Copy every record exactly, and keep the pictures out.

═════ DATASET ROWS ═════

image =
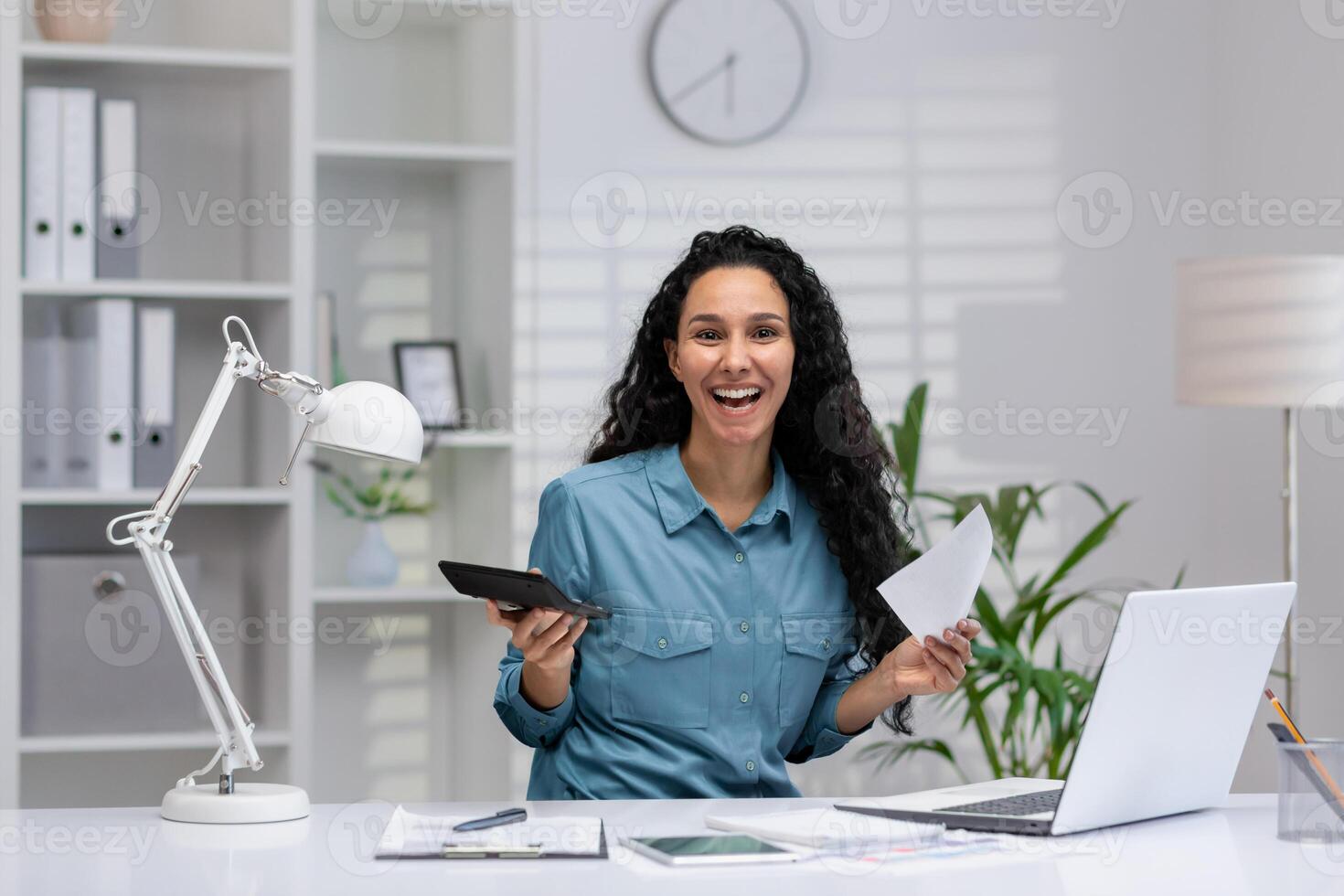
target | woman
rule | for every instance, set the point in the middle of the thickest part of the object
(735, 515)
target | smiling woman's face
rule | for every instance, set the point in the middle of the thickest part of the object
(734, 352)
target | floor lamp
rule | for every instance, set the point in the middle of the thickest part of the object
(1263, 331)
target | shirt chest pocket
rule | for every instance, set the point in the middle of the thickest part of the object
(811, 643)
(660, 667)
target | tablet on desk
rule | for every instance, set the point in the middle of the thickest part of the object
(515, 590)
(711, 849)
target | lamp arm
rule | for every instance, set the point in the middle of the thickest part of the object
(146, 531)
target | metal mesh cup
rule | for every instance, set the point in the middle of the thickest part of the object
(1310, 792)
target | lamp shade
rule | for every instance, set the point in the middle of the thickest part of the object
(1258, 331)
(369, 420)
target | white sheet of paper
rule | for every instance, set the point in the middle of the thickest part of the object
(940, 587)
(409, 833)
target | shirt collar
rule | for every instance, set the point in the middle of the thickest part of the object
(679, 503)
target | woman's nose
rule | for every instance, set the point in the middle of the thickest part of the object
(737, 355)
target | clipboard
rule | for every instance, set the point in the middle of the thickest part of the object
(411, 836)
(529, 852)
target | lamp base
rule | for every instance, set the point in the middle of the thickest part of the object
(251, 804)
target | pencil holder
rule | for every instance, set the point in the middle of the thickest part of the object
(1310, 792)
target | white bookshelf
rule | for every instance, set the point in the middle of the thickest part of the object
(126, 57)
(165, 289)
(242, 100)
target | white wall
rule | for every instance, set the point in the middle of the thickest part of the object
(966, 129)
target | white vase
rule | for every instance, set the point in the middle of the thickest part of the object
(372, 564)
(80, 20)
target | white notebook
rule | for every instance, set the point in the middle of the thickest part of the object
(831, 829)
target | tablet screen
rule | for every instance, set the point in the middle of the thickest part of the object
(730, 845)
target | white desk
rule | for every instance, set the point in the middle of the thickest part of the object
(1226, 852)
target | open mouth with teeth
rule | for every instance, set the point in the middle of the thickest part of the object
(737, 398)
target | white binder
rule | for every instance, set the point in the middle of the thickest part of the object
(45, 392)
(119, 191)
(42, 183)
(105, 391)
(78, 129)
(155, 392)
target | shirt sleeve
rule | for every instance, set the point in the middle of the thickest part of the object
(821, 732)
(560, 552)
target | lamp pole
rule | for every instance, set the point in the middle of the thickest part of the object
(1289, 546)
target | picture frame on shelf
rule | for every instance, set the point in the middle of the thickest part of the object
(429, 374)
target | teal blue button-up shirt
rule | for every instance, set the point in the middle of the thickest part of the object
(725, 657)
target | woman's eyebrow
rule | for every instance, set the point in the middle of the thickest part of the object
(718, 318)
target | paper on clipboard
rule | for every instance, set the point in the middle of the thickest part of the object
(414, 836)
(940, 587)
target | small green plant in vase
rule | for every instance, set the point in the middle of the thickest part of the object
(372, 563)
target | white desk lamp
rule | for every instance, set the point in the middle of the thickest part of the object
(369, 420)
(1264, 331)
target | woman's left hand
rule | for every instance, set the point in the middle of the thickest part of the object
(933, 667)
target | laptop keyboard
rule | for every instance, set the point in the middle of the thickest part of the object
(1019, 805)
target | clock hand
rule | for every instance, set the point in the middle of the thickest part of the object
(703, 80)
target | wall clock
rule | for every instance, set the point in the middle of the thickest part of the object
(729, 71)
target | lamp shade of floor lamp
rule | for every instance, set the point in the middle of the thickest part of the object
(1264, 331)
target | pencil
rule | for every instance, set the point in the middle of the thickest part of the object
(1298, 738)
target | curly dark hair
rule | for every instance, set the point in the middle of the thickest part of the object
(823, 432)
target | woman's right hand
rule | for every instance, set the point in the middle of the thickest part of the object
(546, 640)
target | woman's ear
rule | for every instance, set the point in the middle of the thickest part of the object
(674, 363)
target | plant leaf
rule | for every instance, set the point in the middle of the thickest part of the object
(1085, 546)
(906, 437)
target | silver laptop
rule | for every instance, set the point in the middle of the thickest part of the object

═════

§ PROBLEM SOLUTION:
image =
target | woman
rule | for every instance, set the point in the middle of the thickest part of the object
(735, 515)
target | smiling woman's face
rule | for every instance, set the point in the middle of the thickest part of the object
(734, 352)
target | floor lamp
rule | for every instance, set the point in the middle of the thickest part of the object
(1263, 331)
target | shirt chest pocket
rule | for every instance, set the point in the middle of the thickest part of the object
(811, 643)
(660, 667)
target | tablet on desk
rule | for every instance, set the point in the middle of the thickest part of the object
(515, 590)
(711, 849)
target | lamp arm
rule | for every instance, set the point in the middle of the thickest part of the object
(146, 531)
target | metal mesh cup
rule | for every instance, set the point in the middle of the thickest part of the object
(1310, 792)
target | lamp shade
rule | for every instance, set the point in the middle of the thickest part of the object
(1258, 331)
(369, 420)
target | white sheet of paper
rule | for every instance, set the point in the middle of the thickest part of the object
(940, 587)
(409, 833)
target | shirt collar
rule | for every instance, set the point in the middle of the thickest part of the object
(679, 503)
target | woman's nose
rule | for every instance, set the point in the middle of the thickest part of the object
(737, 355)
target | clipboard
rule | for every instance, set the point in the middle of the thickest part of the object
(411, 836)
(529, 852)
target | lamp base
rule | for every instance, set the point in the middle of the thickest part of the object
(251, 804)
target | pencil holder
rule | for every instance, set the point in the middle of the thickest part of the object
(1310, 792)
target | white bookshelf
rule | for every instance, set the point in the middle of the thickest part of the object
(126, 57)
(165, 289)
(242, 100)
target | white wall
rule | for every instance, set the point in the middle of the thickest part of the object
(966, 129)
target | white vase
rule | for every instance, set the point in the middle of the thickest part of the object
(372, 564)
(80, 20)
target | white notebook
rule | for every instance, set the point in the middle of the thickest part of the object
(831, 829)
target | tablet screen
rule | for every instance, set the point in the middle of the thickest part of the object
(730, 845)
target | white desk
rule | for every instance, set the point in the middle of the thickest part of the object
(1226, 852)
target | open mouth with teeth
rule | for every instance, set the point in the middle of the thickest part of the object
(737, 398)
target | white binder
rule | for every instance, set the point in the middle of the thickest part of the object
(45, 392)
(119, 191)
(42, 183)
(105, 391)
(78, 129)
(155, 392)
target | shirt sleeve
rule | for every instance, set the point in the middle of the thickest part of the object
(821, 732)
(560, 552)
target | lamp pole
rule | for every instance, set the point in the middle of the thickest part of the object
(1289, 546)
target | picture frame on shelf
rule | for every instance, set the point in the middle of the thickest part of the object
(429, 374)
target | teal blue button-up shirt
rule | for every instance, set the point in the middle of the thickest part of the object
(725, 657)
target | woman's eyebrow
rule | for every instance, set the point in the middle of the thickest part of the object
(718, 318)
target | paper on clipboard
rule | for every instance, set the point in the middle of the thickest part of the object
(414, 836)
(940, 587)
target | small green plant in vase
rule | for every instance, set the point in the middle of the thickest part of the object
(372, 563)
target | white desk lamp
rule | for every instance, set the point in the middle of the thickest part of the object
(369, 420)
(1264, 331)
target | woman's left hand
rule | for every instance, set the point in the middle of the thickest part of the object
(933, 667)
target | laptop keyboard
rule | for every instance, set the point in the middle of the thickest part of the object
(1019, 805)
target | clock hand
rule | for every instance, set the point in the middle of the thickest part of the object
(703, 80)
target | wall clock
rule | for every instance, set the point in the middle of the thickest part of the object
(729, 71)
target | lamp shade of floor lamp
rule | for every instance, set the point in the middle of the thickest part of the object
(1264, 331)
target | pencil
rule | for every instance, set the point in the middle of the thickest part of the object
(1298, 738)
target | curly dark hair
rule | for every instance, set the point in the middle of the thickest part of the object
(823, 432)
target | woman's right hand
rule | for every instance, set the point in the middle of the thickest part of the object
(546, 640)
target | woman's ear
rule | for every instance, set the point in the middle of the thickest part of the object
(674, 363)
target | plant leaf
rule | for every instance, set the point in the middle of the thickest part of the object
(1085, 546)
(906, 437)
target | silver laptop
rule | for every instance, set the point in the middle of the thickest part of the object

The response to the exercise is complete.